**Set exercise:**
Locate each line in the rows below that contains the string "reflection", and copy those lines out. Matching is case-sensitive.

**Extracted records:**
-------------------------

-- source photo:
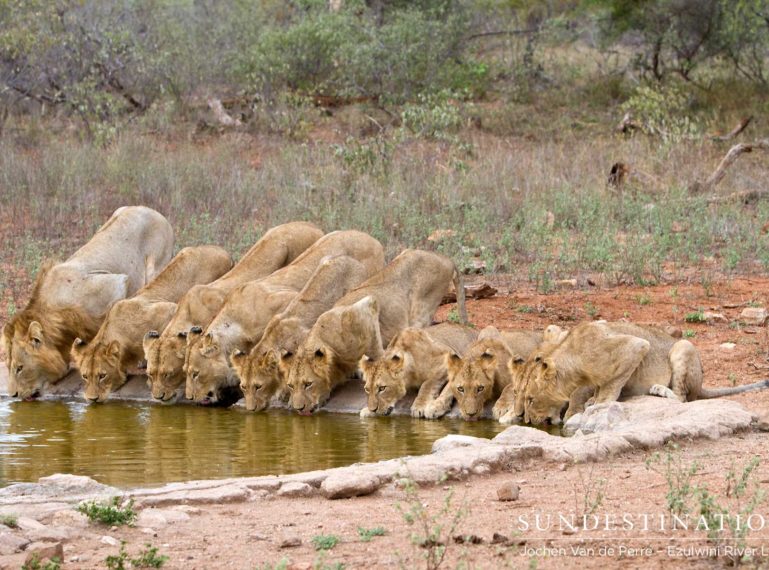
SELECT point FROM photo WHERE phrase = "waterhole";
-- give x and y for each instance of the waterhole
(132, 444)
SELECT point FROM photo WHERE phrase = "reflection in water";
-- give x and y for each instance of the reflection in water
(129, 444)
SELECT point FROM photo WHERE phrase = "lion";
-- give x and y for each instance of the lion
(482, 373)
(414, 359)
(616, 360)
(240, 323)
(165, 352)
(259, 373)
(509, 406)
(104, 363)
(71, 299)
(406, 293)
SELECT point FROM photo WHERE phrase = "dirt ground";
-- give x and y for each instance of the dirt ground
(249, 535)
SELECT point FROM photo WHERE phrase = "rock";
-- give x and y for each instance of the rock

-------------------------

**Output of the task:**
SELECT point FROM photo WHERE phrase = "reflection in water";
-- give x and y for each instance of the reflection in water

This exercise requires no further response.